■ Passage
········

# "Annie Get Your Gun" prop list



## LordOfTheTechies (Feb 3, 2009)

My theatre is doing "Annie Get Your Gun," and I have been talked into pulling props. Does anyone have a completed props list on hand that they could email me?

Thanks


----------



## Footer (Feb 3, 2009)

Prop lists change on a show by show basis. I rarely end up with the same props the script lists. Go through the script and figure out what the script calls for. Then, talk to your SM, ASM, and Director on what they want. Usually those two things differ rather greatly.


----------



## LordOfTheTechies (Feb 4, 2009)

Thats probably what I should do. I was asking out of pure laziness. This script doesn't have a prop list, so I was just hoping someone else had something easily accesible that I could start with.


----------



## derekleffew (Feb 4, 2009)

········

■ Data
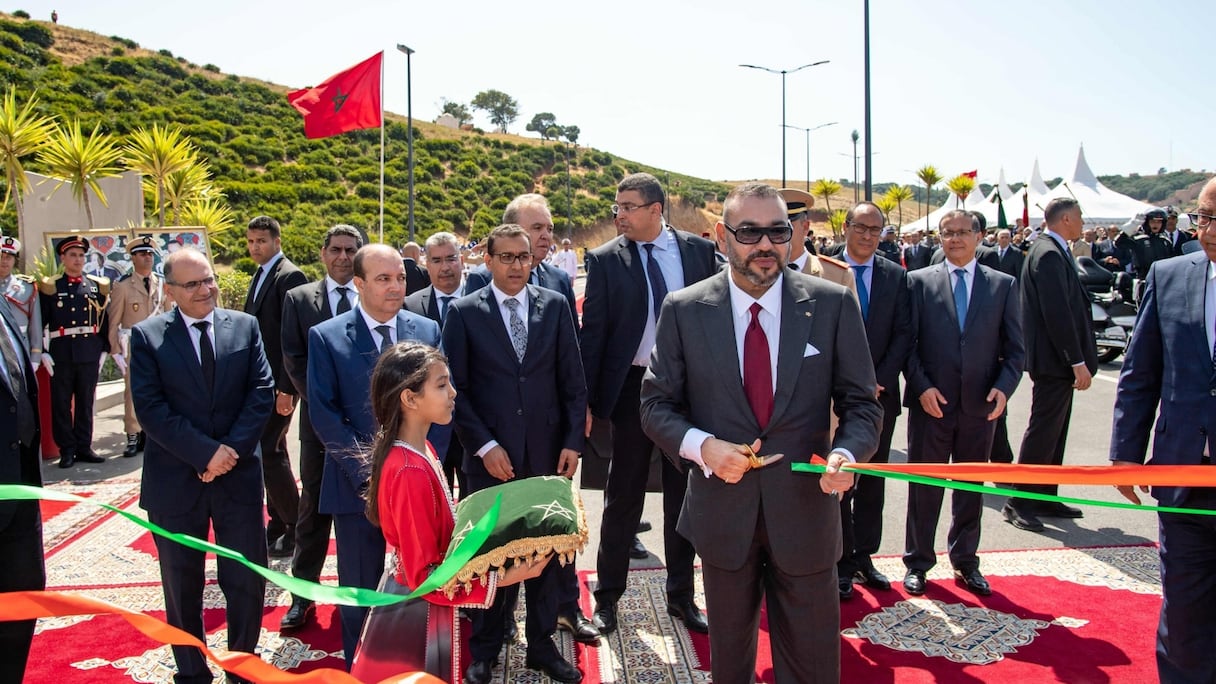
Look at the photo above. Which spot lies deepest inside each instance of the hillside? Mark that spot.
(255, 145)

········

■ What you need to do
1) Recast the paragraph of the prop-list thread that begins "Prop lists change on a show by show basis" as a short bulleted list that keeps its main points.
2) Write the next part of the prop-list thread, starting after its last line.
The listing has no connection to the prop-list thread.

■ Results
1)
- Prop lists vary from show to show.
- The props actually used rarely match what the script lists.
- First, go through the script to find what it calls for.
- Then ask the SM, ASM, and Director what they want.
- The script and their wishes usually differ a great deal.

2)
1 - gun
1 - dog named "Sandy"

optional:
DVD of _Old Yeller_.


----------



## LightingPenguin (Feb 4, 2009)

derekleffew said:


> 1 - gun
> 1 - dog named "Sandy"
> 
> optional:
> DVD of _Old Yeller_.



1. script
2. paper/pencil
3. a few hours


----------



## LordOfTheTechies (Feb 5, 2009)

Ok I get it, I'll have to find a cure for my laziness, suck it up and just finish it. = ) Thanks anyway.


----------



## DaveySimps (Feb 6, 2009)

[QUOTE
1. script
2. paper/pencil
3. a few hours[/QUOTE]

And perhaps some caffeine?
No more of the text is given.